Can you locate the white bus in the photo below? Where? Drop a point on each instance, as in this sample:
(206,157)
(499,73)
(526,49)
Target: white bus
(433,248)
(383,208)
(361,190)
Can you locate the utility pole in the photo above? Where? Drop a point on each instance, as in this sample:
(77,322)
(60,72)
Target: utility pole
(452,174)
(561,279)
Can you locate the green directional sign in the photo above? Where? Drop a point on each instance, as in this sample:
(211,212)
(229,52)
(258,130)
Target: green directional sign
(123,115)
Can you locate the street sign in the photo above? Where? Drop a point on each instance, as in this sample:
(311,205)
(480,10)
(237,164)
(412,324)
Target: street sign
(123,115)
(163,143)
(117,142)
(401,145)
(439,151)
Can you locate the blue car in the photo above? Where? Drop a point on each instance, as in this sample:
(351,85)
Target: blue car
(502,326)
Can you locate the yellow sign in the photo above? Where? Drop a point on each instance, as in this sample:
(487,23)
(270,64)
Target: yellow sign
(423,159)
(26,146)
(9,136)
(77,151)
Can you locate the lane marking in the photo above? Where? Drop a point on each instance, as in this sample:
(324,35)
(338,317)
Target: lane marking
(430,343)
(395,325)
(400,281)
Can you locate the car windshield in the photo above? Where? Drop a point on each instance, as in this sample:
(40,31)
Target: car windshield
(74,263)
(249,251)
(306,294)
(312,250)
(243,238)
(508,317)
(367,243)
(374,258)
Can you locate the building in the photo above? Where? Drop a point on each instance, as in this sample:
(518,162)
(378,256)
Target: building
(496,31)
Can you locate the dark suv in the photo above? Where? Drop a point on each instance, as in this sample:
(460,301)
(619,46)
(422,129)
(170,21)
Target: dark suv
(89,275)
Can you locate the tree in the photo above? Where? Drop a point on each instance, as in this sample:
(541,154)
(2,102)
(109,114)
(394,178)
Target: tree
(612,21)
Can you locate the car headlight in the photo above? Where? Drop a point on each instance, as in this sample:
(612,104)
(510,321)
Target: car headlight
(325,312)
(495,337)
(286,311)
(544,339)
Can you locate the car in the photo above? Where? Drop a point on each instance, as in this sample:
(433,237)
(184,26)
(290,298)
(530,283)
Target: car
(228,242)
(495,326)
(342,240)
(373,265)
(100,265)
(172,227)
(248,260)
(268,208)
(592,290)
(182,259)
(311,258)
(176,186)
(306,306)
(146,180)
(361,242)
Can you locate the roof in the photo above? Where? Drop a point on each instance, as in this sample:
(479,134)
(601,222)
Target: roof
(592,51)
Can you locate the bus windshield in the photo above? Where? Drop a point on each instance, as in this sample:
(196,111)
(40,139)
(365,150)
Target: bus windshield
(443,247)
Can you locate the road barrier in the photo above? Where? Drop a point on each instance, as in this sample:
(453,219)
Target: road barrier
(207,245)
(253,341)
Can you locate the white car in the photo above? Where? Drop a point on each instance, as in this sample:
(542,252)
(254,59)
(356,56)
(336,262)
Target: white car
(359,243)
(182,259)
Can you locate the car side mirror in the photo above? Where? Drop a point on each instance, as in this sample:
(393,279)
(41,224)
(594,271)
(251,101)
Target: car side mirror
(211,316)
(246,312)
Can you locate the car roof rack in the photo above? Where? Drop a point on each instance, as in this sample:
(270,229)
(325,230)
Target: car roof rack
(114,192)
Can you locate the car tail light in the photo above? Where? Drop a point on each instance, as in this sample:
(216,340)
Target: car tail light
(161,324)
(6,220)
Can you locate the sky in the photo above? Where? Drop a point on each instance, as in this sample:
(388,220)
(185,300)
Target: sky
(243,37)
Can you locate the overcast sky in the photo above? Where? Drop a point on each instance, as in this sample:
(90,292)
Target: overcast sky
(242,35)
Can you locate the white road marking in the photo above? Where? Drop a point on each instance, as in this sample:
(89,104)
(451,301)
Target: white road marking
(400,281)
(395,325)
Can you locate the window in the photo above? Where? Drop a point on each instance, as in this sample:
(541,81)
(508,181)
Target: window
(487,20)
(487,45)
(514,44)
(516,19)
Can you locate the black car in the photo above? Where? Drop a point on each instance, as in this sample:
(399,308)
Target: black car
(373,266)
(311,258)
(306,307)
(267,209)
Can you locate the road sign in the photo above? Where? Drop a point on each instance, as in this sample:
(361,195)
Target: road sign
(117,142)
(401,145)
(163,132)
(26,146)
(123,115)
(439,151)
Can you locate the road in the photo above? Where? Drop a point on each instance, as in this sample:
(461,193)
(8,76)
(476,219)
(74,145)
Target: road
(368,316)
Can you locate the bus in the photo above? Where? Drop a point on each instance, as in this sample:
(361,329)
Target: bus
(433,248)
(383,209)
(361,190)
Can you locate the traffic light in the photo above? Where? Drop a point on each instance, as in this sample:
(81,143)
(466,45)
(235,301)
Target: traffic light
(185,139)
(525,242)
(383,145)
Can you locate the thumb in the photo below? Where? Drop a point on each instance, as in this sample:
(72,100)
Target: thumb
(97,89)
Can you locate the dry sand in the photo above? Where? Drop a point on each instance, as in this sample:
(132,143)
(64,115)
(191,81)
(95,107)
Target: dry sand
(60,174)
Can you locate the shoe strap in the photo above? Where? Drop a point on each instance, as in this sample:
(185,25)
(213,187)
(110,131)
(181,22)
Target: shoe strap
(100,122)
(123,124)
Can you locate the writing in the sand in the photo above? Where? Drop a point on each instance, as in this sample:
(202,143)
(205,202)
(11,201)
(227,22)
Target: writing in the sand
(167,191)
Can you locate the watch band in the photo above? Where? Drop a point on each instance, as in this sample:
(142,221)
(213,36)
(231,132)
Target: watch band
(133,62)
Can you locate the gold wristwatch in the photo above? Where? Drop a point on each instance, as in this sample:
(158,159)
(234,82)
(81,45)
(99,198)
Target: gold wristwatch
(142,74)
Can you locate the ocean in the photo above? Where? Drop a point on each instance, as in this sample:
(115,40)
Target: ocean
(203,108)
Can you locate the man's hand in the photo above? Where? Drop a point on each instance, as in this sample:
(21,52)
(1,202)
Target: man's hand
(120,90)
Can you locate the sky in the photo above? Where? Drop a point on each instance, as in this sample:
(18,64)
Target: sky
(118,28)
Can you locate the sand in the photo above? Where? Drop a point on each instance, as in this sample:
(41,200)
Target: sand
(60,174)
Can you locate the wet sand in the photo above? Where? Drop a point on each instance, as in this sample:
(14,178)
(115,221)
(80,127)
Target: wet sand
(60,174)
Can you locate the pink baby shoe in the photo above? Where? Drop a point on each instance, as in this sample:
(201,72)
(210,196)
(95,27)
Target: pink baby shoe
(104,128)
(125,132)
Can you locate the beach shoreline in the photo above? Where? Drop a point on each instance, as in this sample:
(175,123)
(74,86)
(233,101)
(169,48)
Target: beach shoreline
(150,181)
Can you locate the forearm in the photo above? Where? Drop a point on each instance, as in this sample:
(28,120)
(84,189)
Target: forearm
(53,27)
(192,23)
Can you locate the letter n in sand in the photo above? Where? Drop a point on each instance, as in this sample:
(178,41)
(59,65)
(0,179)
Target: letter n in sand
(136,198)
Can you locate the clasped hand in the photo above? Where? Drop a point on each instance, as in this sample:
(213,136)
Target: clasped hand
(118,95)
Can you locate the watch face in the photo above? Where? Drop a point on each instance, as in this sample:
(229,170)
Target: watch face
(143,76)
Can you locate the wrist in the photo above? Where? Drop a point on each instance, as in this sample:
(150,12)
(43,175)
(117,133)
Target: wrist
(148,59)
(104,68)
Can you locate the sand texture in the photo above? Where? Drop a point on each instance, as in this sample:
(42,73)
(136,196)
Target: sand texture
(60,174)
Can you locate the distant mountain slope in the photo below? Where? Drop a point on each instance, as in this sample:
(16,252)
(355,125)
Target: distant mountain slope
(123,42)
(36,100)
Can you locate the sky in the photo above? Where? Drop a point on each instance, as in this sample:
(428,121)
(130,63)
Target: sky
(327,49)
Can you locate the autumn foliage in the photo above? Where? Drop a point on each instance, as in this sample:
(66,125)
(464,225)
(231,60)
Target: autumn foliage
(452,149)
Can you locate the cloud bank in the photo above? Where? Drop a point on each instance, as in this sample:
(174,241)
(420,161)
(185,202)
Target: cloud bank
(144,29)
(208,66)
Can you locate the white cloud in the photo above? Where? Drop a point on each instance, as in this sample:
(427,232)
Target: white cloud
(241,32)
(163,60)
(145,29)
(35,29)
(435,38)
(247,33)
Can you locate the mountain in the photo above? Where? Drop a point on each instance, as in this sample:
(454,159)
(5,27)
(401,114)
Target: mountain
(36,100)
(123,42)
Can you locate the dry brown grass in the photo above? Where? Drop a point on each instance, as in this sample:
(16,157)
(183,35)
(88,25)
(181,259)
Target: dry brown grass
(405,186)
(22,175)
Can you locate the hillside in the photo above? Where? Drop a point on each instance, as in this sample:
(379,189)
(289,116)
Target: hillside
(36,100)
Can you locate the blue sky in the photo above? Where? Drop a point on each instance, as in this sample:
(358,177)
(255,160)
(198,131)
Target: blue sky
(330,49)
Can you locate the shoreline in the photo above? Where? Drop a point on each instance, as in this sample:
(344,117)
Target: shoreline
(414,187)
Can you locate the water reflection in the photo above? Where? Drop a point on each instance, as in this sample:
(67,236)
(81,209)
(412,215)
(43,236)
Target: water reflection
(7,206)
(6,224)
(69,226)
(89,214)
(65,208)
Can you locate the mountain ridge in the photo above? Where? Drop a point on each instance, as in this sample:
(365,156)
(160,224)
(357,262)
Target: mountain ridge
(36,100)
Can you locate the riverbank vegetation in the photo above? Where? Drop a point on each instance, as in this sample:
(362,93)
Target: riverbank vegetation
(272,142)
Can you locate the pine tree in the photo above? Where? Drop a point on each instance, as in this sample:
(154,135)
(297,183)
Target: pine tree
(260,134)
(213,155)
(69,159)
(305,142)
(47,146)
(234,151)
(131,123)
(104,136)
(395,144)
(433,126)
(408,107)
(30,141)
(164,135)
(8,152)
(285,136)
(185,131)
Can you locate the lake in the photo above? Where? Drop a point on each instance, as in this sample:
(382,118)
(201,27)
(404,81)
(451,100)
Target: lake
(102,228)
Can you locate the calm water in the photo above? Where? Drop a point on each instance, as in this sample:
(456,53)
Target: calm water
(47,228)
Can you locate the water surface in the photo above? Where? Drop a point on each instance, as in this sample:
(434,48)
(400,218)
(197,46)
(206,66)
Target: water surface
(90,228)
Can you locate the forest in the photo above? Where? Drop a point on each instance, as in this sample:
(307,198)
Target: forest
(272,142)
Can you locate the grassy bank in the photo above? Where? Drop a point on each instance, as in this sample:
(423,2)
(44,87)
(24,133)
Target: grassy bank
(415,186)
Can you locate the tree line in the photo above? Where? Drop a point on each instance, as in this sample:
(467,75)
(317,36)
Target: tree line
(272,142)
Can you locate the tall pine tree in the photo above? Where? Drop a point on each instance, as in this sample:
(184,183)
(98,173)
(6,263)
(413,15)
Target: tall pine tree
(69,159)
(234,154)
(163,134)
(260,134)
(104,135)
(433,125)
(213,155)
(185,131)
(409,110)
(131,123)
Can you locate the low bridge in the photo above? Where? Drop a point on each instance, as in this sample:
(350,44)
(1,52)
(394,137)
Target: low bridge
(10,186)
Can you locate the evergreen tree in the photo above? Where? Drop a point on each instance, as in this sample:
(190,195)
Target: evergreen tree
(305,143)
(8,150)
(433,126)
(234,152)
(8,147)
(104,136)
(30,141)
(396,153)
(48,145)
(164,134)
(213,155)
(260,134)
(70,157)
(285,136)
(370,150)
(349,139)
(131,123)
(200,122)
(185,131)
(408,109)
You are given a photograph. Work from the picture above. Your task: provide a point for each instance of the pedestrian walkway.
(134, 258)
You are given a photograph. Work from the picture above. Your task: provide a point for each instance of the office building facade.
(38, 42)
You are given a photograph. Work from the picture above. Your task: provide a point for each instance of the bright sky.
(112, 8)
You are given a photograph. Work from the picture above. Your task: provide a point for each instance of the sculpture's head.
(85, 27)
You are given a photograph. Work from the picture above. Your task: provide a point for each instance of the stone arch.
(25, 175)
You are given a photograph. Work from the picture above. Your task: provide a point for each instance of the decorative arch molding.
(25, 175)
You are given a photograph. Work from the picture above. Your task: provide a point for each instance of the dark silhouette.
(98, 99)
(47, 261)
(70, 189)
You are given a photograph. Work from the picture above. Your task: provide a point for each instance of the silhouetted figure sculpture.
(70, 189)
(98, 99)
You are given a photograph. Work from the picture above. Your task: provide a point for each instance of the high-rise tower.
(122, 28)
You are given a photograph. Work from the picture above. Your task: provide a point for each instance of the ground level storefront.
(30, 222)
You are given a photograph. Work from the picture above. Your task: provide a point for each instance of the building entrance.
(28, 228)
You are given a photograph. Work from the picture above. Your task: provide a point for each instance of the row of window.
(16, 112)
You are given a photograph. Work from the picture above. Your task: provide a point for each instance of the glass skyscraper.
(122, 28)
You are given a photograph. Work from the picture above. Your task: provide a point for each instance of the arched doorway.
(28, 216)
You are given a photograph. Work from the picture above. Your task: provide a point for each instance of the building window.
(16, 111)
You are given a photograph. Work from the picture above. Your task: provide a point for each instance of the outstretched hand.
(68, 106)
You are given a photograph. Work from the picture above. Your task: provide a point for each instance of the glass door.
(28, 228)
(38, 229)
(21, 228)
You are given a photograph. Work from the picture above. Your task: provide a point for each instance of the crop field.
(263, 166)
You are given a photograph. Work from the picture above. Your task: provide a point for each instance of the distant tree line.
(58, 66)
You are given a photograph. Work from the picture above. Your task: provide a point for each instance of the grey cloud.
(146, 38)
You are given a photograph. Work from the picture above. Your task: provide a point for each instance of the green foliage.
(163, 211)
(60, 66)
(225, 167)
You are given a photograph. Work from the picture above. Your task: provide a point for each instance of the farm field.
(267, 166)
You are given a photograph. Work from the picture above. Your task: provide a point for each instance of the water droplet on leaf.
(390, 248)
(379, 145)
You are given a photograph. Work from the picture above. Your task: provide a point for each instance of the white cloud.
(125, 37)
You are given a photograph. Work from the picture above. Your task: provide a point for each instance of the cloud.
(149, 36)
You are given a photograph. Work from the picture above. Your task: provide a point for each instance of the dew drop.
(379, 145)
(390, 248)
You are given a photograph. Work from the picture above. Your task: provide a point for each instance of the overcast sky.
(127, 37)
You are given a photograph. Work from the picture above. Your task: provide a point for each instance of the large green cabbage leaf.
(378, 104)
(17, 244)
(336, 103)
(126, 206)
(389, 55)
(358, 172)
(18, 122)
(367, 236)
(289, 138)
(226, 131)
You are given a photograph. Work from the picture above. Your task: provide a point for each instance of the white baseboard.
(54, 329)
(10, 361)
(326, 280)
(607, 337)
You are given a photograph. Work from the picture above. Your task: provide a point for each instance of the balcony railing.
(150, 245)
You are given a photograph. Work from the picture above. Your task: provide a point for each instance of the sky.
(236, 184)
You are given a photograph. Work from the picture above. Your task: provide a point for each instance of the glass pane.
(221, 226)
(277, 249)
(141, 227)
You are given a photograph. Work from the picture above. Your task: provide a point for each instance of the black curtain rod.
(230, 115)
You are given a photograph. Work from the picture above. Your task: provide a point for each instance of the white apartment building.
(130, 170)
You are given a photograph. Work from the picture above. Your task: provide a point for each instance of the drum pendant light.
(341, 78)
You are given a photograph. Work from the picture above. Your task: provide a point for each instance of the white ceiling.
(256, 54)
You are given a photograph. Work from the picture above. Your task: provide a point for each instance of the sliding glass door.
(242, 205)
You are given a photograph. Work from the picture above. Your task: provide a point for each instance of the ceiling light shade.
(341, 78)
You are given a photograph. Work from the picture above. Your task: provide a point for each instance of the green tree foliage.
+++
THE PROBLEM:
Where a line of the data contains "below", copy that line.

ANSWER TO THIS PROBLEM:
Can you locate the white bus in the photo below? Where? Drop a point on each instance, as in this sample:
Can you locate the thumb in the photo below? Where? Drop a point on each instance, as in this sample:
Can you locate the distant mountain slope in the photo below? Where? Drop a point on each instance, as in this sample:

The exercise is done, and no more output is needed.